** EXERCISE REQUIREMENTS **
Take the line that contains "Each instance of the power" and every line after it in the material below, and quote them exactly.

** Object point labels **
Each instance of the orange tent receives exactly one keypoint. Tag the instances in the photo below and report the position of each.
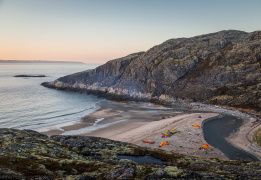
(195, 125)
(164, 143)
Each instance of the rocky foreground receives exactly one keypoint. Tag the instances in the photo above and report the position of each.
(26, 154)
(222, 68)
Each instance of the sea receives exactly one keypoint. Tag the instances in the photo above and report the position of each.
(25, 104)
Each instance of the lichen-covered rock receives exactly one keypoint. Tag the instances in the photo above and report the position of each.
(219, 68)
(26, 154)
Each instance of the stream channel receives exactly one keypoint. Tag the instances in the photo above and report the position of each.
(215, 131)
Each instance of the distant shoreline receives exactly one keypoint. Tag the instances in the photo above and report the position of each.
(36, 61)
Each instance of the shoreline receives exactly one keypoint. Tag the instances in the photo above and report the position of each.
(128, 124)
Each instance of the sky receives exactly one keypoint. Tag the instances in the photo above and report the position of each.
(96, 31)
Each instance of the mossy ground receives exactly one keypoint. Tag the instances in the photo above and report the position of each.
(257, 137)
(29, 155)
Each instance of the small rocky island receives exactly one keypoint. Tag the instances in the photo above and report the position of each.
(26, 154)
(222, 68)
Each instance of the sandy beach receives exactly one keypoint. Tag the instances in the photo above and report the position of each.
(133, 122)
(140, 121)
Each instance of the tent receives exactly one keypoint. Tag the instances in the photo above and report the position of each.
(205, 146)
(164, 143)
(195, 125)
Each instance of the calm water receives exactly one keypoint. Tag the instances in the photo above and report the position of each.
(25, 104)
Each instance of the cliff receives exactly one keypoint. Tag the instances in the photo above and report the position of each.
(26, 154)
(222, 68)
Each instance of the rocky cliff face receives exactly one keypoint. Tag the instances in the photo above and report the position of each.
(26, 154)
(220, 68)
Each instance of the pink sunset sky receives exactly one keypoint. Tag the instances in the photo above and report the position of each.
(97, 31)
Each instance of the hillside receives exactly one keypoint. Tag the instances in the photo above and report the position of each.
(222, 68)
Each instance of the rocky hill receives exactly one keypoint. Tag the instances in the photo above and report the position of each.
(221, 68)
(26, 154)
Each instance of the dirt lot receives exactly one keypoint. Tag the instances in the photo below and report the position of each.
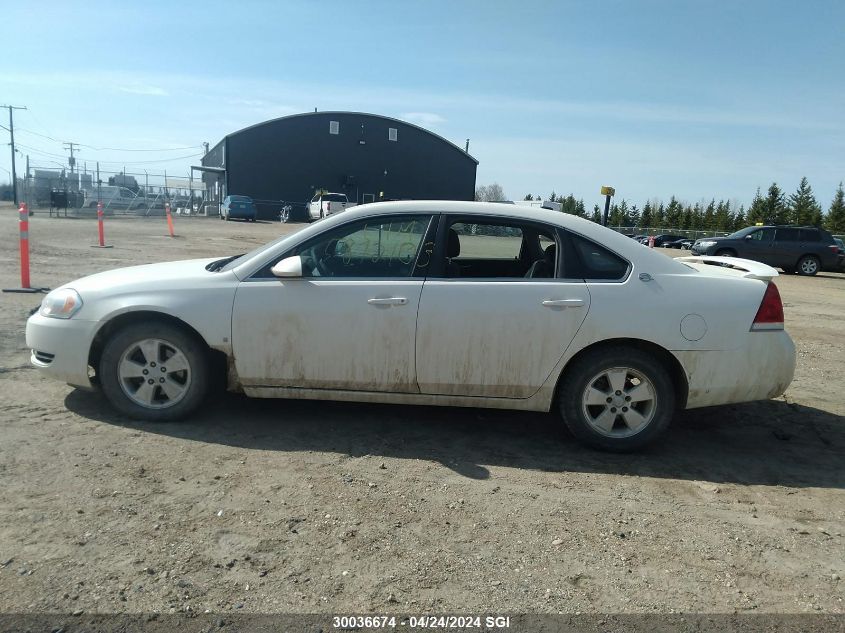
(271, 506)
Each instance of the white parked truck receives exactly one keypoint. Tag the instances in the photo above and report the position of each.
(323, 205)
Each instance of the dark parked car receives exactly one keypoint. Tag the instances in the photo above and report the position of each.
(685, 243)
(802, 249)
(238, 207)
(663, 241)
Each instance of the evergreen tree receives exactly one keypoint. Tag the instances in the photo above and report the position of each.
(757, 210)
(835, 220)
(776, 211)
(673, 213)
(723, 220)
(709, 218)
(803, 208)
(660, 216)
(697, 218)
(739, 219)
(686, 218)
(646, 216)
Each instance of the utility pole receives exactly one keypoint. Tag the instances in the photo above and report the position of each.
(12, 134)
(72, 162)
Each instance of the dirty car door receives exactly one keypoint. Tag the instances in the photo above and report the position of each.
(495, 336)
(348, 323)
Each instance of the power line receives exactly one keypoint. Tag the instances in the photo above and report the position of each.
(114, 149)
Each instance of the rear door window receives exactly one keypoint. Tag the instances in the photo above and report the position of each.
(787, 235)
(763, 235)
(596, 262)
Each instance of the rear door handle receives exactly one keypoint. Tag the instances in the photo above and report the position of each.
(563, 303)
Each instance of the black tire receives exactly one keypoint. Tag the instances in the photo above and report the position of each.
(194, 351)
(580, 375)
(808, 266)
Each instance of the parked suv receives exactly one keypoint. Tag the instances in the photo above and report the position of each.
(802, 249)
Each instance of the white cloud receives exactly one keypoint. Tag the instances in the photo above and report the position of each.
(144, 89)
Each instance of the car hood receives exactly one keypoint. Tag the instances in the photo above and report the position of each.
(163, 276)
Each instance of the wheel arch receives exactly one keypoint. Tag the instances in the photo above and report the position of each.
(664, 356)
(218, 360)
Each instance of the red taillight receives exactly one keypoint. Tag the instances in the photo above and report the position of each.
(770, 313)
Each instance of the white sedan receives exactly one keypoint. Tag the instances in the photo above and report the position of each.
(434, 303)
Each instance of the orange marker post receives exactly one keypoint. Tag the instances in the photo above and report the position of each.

** SOLUTION FOR THIS PROBLEM **
Each instance of the power line receives exactly one keypoint. Tag the instances in the photo above and report the position of each.
(114, 149)
Each instance of the rear door window receives exactly one keypoint. Tag the instances in the photo above and report the position of each.
(787, 235)
(763, 235)
(596, 262)
Each instance of the rear door handle receives exactly one keypoint. Tag the instances in the photo above and report the position of each.
(563, 303)
Each instance of the black tire receives exactly one keypoint. Tag the instances in the photo above and report the position of each.
(194, 351)
(580, 375)
(808, 266)
Each instance of the parked suv receives exactly one keypoint. Tag the instances in the photo above and report the position of each.
(802, 249)
Each instance of the white cloud receives exactly one keypoint. Tag the instances in the photo above and report the position of each.
(144, 89)
Each instance of the car hood receives exactly one keypoint. Tag the instances in the photo above and report the position of each.
(163, 276)
Each instance of the wheel arch receives exactly one keypoint. Tag the instances in the photo above and report the position of each.
(664, 356)
(218, 360)
Each instance of the red taillight receives exactly one keypoint. Tag the instances in the photo above and report the position of each.
(770, 313)
Each instance of the white sedan receives exactly one keypoint. Tag the instances in the photo above and report the position of each.
(434, 303)
Each instance of the orange marker post receives exactly one keypoint. Tag the instances in the photo above and report the position of each.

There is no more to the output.